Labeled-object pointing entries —
------------------------------

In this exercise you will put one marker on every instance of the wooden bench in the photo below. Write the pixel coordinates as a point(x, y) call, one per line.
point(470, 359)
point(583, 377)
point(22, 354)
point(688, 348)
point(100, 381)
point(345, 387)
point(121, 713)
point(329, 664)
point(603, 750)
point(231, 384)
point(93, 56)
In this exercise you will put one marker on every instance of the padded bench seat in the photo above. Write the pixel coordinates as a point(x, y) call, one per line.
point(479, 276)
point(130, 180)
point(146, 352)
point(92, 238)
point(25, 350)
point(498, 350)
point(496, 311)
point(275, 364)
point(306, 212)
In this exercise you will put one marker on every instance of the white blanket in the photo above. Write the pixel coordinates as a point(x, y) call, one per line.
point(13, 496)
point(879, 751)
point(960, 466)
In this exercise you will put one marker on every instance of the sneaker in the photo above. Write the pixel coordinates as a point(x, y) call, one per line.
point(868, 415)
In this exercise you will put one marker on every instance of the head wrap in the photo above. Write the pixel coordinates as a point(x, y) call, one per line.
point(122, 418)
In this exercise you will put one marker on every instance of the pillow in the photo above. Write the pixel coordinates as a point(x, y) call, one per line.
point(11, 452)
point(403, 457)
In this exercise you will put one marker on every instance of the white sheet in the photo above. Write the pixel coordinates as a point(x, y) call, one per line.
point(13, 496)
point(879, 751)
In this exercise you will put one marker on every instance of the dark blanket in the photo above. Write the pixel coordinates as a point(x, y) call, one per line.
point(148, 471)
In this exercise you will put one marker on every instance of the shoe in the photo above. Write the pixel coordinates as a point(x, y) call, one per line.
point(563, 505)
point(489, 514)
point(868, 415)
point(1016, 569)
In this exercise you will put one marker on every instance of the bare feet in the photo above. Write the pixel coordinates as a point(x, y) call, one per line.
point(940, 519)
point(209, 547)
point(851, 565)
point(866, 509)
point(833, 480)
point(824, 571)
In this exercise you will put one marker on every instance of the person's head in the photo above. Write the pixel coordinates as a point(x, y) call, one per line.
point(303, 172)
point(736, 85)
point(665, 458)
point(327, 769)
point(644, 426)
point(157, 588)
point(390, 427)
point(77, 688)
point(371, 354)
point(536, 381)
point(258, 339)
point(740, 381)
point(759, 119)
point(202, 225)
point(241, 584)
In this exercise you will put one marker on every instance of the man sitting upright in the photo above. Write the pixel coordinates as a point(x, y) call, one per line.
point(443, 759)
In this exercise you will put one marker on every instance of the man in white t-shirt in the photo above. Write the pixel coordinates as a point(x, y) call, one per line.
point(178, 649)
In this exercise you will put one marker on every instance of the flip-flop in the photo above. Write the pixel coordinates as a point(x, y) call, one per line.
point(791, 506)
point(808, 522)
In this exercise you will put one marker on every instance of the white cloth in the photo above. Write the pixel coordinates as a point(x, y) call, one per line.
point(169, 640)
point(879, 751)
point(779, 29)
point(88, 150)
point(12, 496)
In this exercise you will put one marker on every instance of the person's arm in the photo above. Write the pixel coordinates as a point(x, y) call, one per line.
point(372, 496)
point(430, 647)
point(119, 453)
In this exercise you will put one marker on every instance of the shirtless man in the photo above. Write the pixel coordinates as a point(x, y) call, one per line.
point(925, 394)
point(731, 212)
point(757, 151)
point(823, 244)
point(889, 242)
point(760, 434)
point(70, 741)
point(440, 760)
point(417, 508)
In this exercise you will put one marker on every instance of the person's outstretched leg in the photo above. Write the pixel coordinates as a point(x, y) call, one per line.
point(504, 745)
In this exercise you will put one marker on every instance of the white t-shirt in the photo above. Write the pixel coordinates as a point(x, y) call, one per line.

------------------------------

Request — Rewrite everything from the line containing "the man sitting" down to the line containing "point(12, 496)", both lines included, keeping the requests as they are and reducing every coordinate in the answers by 37.

Problem solution —
In this exercise you will put one marker on every instance of the man sitting upright in the photo above. Write the pixel coordinates as a point(x, y) call, one per line.
point(406, 722)
In this exercise you will put one marker on every instance of the man in white t-shirt in the photo above. Write the pixel coordinates as a point(x, y) call, one per line.
point(141, 612)
In this exercise you will put one marker on every instance of the flip-flop in the photo above. Write the pixel coordinates as a point(x, y) call, one per line.
point(754, 469)
point(771, 485)
In this exercise you will put one marker on every instance of the white cloth in the photo above. Write the pixel coordinates as a point(x, y) call, one per line.
point(132, 603)
point(842, 714)
point(742, -8)
point(51, 113)
point(-25, 459)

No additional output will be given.